== Given passage
It is vital, Hill says, that children develop an understanding of why exercise is important. “There are risks of inactivity that they do need to know about. But why does it always have to be hung on a peg of obesity? They should grow up enjoying activity, not doing it because it makes them thin.”
Mellors says that some young people she sees are taking eating and exercise messages to extremes, then justifying it to themselves and their parents by claiming that “they are only being healthy”. It is something that has been noted, too, by Susan Ringwood, chief executive of the eating disorders charity Beat. “Like parents, the Government needs to understand that it can inadvertently pass on the wrong messages with its health campaigns,” she says. “A nightmare scenario would be for a young boy or girl to stop eating and then present a leaflet to their GP with government advice that they need to exercise more and eat less.”
Last year, research at the University of Sydney demonstrated that a fear of fatness is causing more teenagers to starve themselves, abuse laxatives and smoke in an effort to avoid putting on weight. In the study on nearly 9,000 adolescents, funded by the Australian Research Council, there was almost a doubling of those aged 12-18 with “eating- disordered behaviour”, claimed Jenny O'Dea, the professor of nutrition who led the investigation.
====
§ Required tasks
1. In the article on exercise and eating messages, rewrite the part that opens with "Last year, research" and closes with "led the investigation.", switching "teenagers" to "young people".
2. Resume the article on exercise and eating messages for young people, picking up right after its last sentence.
== Excerpted data
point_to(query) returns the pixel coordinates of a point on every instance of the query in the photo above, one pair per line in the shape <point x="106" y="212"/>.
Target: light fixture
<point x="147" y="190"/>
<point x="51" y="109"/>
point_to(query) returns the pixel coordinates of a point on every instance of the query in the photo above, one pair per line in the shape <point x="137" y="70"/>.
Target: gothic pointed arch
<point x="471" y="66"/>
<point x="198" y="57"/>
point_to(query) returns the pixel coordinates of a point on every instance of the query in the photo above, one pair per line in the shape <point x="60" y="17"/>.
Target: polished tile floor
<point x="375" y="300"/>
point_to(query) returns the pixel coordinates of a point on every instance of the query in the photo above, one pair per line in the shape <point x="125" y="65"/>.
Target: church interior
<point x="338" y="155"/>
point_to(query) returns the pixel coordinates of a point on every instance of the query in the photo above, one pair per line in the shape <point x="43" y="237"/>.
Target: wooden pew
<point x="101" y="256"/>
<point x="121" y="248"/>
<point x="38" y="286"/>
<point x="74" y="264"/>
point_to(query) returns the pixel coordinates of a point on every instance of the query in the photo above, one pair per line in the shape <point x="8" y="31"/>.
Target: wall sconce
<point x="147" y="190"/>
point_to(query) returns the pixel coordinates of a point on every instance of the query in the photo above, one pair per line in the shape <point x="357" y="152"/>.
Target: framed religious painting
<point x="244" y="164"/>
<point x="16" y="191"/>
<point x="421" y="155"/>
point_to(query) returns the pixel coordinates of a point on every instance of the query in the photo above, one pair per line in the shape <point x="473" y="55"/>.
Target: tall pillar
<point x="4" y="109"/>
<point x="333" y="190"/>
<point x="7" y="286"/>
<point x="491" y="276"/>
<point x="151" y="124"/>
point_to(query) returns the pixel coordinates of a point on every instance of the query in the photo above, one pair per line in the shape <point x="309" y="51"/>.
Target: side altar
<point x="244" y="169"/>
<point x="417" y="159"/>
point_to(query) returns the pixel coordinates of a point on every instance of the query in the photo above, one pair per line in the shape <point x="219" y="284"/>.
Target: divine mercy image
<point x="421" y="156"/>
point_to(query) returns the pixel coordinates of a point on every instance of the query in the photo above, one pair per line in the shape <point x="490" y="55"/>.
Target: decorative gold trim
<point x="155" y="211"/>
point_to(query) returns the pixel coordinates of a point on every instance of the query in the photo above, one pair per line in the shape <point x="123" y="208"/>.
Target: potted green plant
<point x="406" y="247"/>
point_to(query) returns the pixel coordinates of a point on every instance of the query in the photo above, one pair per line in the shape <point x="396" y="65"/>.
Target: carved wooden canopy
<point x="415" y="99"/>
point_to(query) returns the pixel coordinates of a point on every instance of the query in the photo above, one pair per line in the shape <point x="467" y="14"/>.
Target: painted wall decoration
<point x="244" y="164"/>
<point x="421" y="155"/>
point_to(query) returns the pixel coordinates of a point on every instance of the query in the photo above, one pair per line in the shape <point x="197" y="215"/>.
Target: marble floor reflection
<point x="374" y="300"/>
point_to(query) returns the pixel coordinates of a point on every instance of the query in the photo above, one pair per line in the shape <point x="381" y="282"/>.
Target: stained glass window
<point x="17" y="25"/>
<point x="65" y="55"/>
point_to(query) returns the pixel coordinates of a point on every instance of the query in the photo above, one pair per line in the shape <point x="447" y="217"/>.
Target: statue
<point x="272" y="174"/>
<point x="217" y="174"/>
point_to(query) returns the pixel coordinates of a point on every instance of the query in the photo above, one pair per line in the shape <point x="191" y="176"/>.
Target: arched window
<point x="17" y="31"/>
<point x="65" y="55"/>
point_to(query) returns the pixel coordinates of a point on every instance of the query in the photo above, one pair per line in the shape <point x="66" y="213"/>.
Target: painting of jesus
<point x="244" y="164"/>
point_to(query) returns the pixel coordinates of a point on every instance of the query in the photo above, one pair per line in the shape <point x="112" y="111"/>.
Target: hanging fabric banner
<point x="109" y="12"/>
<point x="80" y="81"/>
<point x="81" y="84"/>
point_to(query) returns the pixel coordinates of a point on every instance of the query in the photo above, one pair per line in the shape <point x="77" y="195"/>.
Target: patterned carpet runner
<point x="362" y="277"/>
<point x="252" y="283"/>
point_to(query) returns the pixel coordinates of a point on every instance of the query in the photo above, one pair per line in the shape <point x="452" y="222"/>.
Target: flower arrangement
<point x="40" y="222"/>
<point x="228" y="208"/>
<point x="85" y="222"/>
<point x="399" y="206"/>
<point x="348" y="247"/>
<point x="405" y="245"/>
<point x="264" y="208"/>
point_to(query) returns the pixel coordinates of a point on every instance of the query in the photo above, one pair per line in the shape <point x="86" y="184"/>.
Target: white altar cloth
====
§ Expected results
1.
Last year, research at the University of Sydney demonstrated that a fear of fatness is causing more young people to starve themselves, abuse laxatives and smoke in an effort to avoid putting on weight. In the study on nearly 9,000 adolescents, funded by the Australian Research Council, there was almost a doubling of those aged 12-18 with “eating- disordered behaviour”, claimed Jenny O'Dea, the professor of nutrition who led the investigation.

2.
According to O'Dea, the heavy focus on childhood obesity and the media attention paid to “super-skinny celebrities” were to blame. “I think there has been undoubtedly a media panic and a moral panic about childhood obesity in the past six years,” she says. “I would certainly suggest that some of that comment has got into the minds of teenagers who think that losing weight will make them a better and happier person. But that's a big myth.”
Still, obesity is continually purported to be sinful. Most months a new study emerges linking childhood fatness to problems such as poor exam results, relationship difficulties and health issues.
Such is the pressure to avoid fatness that children find themselves threatened at an age when weight should not cross their minds. If they were left to skip, skateboard and play football they would learn far more than campaigns can teach.
“They need direction, but children with the right information can make their own association with weight and whether they are too heavy,” Hill says. “It is coun- ter-productive to provide them with endless reasons not to be fat.” Childhood memories, he says, should be of play and having fun, not of totting up your 10,000 steps a day.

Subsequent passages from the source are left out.